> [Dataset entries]
++++

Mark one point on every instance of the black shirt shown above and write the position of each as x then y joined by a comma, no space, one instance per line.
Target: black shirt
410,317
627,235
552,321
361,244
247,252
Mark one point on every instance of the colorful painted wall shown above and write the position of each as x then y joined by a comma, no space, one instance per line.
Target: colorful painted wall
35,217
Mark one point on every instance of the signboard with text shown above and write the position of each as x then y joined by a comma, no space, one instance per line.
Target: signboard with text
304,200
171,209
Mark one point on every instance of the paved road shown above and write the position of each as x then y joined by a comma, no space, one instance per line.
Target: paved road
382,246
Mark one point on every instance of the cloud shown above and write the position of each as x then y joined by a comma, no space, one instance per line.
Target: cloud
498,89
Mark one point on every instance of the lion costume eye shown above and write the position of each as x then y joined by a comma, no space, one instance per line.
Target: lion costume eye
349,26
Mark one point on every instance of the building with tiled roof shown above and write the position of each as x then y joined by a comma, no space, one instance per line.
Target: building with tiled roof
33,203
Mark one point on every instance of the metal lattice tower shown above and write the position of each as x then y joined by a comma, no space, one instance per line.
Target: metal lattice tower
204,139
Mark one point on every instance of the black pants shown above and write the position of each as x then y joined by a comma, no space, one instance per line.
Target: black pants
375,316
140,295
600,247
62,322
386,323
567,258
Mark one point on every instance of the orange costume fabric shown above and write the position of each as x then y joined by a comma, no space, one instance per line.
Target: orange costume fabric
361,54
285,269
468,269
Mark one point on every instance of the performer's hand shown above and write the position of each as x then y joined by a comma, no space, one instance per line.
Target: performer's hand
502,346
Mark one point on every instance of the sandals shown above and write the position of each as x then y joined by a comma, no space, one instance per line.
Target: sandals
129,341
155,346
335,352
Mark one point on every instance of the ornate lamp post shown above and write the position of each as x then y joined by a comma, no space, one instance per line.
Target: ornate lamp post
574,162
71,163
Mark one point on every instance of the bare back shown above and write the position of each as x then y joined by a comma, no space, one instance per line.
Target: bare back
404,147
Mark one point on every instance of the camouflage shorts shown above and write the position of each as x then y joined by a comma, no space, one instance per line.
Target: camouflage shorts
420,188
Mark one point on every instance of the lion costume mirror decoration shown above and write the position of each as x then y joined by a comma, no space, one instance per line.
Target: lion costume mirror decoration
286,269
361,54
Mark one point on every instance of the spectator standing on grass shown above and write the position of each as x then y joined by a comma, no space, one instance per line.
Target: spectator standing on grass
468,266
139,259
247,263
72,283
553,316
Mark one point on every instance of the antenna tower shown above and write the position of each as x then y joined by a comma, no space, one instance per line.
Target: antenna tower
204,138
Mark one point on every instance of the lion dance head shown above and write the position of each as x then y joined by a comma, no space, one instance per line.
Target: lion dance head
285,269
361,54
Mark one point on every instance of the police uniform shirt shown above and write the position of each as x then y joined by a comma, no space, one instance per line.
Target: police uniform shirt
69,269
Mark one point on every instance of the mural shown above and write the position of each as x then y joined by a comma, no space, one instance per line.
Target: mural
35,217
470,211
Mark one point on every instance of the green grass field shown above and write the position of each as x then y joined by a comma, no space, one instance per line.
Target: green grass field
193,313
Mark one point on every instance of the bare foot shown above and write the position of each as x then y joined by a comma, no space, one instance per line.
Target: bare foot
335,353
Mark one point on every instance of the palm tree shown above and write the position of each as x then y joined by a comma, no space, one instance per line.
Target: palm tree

++++

> [Description of the task] Reproduce the records word for word, from the line with "Mark one point on every instance of the mural" through the end of the records.

> [The solution]
Mark one point on every instance of the mural shown above and write the position of each as x then y joined by a comma, no space, one instance per line.
Target: mural
35,217
470,211
Mark one point on every instance of the green grass field shown above and write the position of each as x then y joined by a comma, no space, one instance per line.
Target: green grass field
193,313
Mark one point on every instance of the bare foot shown above and write the position of each as x then y joined by a comma, no space, one instance per line.
Target: bare foot
335,353
Mark one point on every instance of the palm tree shown above and write the position of each as x then y joined by a comma, no space, one instance per line.
Target: palm tree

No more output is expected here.